▶ _THE PROBLEM_: Go through the material below and copy each line exactly.

▶ _EXERCISE INPUT_:
▼▼▼

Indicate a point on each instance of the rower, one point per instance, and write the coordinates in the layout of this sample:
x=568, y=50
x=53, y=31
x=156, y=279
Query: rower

▲▲▲

▶ _EXERCISE OUTPUT_:
Indicate a point on each instance of the rower, one point per instance, and write the coordinates in the layout of this sample:
x=568, y=50
x=53, y=31
x=156, y=279
Query: rower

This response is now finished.